*TEXTO PARA LEER*.
* * *

I. Simón Pedro, como la mayor
parte de los primeros seguidores de Jesús, era de Betsaida, ciudad de Galilea,
en la ribera del lago de Genesaret. Era pescador, como el resto de su familia.
Conoció a Jesús a través de su hermano Andrés, quien poco tiempo antes, quizá
el mismo día, había estado con Juan toda una tarde en su compañía. Andrés no
guardó para sí el inmenso tesoro que había encontrado, «sino que lleno de
alegría corrió a contar a su hermano el bien que había recibido»1.
Llegó Pedro ante el Maestro.
Intuitus eum Iesus..., mirándolo Jesús... El Maestro clavó su mirada en el
recién llegado y penetró hasta lo más hondo de su corazón. ¡Cuánto nos hubiera
gustado contemplar esa mirada de Cristo, que es capaz de cambiar la vida de una
persona! Jesús miró a Pedro de un modo imperioso y entrañable. Más allá de este
pescador galileo, Jesús veía toda su Iglesia hasta el fin de los tiempos. El
Señor muestra conocerle desde siempre: ¡Tú eres Simón, el hijo de Juan! Y
también conoce su porvenir: Tú te llamarás Cefas, que quiere decir Piedra. En
estas pocas palabras estaban definidos la vocación y el destino de Pedro, su
quehacer en el mundo.
Desde los comienzos, «la
situación de Pedro en la Iglesia es la de roca sobre la que está construido un
edificio»2. La Iglesia entera, y nuestra propia fidelidad a la gracia, tiene
como piedra angular, como fundamento firme, el amor, la obediencia y la unión
con el Romano Pontífice; «en Pedro se robustece la fortaleza de todos»3, enseña
San León Magno. Mirando a Pedro y a la Iglesia en su peregrinar terreno, se le
pueden aplicar las palabras del mismo Jesús: cayeron las lluvias y los ríos
salieron de madre, y soplaron los vientos y dieron con ímpetu sobre aquella
casa, pero no fue destruida porque estaba edificada sobre roca4, la roca que,
con sus debilidades y defectos, eligió un día el Señor: un pobre pescador de
Galilea, y quienes después habían de sucederle.
El encuentro de Pedro con Jesús
debió de impresionar hondamente a los testigos presentes, familiarizados con
las escenas del Antiguo Testamento. Dios mismo había cambiado el nombre del
primer Patriarca: Te llamarás Abrahán, es decir, Padre de una muchedumbre5.
También cambió el nombre de Jacob por el de Israel, es decir, Fuerte ante
Dios6. Ahora, el cambio de nombre de Simón no deja de estar revestido de cierta
solemnidad, en medio de la sencillez del encuentro. «Yo tengo otros designios
sobre ti», viene a decirle Jesús.

* * *

*DATOS*.
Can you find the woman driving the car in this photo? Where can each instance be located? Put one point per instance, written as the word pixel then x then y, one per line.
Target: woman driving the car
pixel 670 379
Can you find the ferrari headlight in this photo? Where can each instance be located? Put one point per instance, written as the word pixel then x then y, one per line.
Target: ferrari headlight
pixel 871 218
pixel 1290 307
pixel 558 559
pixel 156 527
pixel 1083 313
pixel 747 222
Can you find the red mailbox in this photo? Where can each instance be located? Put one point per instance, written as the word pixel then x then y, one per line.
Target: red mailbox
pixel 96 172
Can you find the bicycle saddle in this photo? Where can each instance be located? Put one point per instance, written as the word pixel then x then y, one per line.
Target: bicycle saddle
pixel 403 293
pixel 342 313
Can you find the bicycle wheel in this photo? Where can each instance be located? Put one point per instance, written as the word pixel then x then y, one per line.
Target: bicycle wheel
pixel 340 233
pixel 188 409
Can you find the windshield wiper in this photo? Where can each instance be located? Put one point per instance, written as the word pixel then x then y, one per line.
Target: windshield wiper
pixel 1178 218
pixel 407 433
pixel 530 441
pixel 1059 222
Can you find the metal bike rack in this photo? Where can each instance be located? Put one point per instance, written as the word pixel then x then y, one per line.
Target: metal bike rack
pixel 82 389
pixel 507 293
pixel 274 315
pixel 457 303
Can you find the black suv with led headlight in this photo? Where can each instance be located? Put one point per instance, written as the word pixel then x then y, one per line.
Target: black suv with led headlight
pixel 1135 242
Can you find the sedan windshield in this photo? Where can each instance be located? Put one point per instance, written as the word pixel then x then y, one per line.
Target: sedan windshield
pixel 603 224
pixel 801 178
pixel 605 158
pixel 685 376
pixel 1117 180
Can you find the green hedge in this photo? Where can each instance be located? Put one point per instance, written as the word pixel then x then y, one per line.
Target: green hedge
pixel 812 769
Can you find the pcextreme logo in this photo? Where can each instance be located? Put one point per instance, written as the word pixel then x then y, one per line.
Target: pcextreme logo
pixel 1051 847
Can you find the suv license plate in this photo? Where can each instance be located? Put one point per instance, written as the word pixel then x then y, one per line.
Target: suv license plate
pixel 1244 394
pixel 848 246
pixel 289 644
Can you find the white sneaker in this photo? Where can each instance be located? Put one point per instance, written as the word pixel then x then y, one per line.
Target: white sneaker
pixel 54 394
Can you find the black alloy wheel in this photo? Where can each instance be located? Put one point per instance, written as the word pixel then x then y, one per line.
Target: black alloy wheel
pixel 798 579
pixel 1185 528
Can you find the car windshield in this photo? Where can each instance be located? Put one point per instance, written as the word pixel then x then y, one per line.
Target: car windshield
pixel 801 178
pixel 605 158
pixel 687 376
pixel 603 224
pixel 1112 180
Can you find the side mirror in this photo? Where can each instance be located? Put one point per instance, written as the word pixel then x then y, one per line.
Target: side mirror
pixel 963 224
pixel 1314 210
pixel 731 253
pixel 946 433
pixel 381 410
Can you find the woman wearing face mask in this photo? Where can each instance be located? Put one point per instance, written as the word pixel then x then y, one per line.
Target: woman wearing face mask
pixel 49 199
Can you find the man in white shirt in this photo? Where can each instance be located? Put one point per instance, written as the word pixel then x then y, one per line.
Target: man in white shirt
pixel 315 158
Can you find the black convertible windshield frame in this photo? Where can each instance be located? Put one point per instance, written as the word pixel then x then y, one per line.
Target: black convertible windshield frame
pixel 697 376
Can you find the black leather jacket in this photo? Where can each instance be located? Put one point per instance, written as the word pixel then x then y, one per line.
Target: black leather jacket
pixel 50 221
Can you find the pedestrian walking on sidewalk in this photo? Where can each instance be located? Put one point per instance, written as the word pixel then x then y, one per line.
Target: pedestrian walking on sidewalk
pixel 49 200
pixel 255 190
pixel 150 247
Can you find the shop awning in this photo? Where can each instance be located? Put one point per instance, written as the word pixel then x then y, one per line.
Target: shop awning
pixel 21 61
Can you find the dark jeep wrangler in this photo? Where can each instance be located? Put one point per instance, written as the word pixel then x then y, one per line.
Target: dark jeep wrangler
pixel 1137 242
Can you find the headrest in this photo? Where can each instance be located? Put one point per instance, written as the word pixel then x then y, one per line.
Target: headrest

* * *

*TAREA 1*.
Según el texto sobre Simón Pedro, ¿de qué ciudad era Simón Pedro?
*TAREA 2*.
Vuelve a escribir sin cambios el texto sobre Simón Pedro, todo lo que va desde "I. Simón Pedro, como" hasta "ante el Maestro.".
Los registros no tienen nada que ver con el texto.

*SOLUCIÓN 1*.
De Betsaida, ciudad de Galilea.

*SOLUCIÓN 2*.
I. Simón Pedro, como la mayor
parte de los primeros seguidores de Jesús, era de Betsaida, ciudad de Galilea,
en la ribera del lago de Genesaret. Era pescador, como el resto de su familia.
Conoció a Jesús a través de su hermano Andrés, quien poco tiempo antes, quizá
el mismo día, había estado con Juan toda una tarde en su compañía. Andrés no
guardó para sí el inmenso tesoro que había encontrado, «sino que lleno de
alegría corrió a contar a su hermano el bien que había recibido»1.
Llegó Pedro ante el Maestro.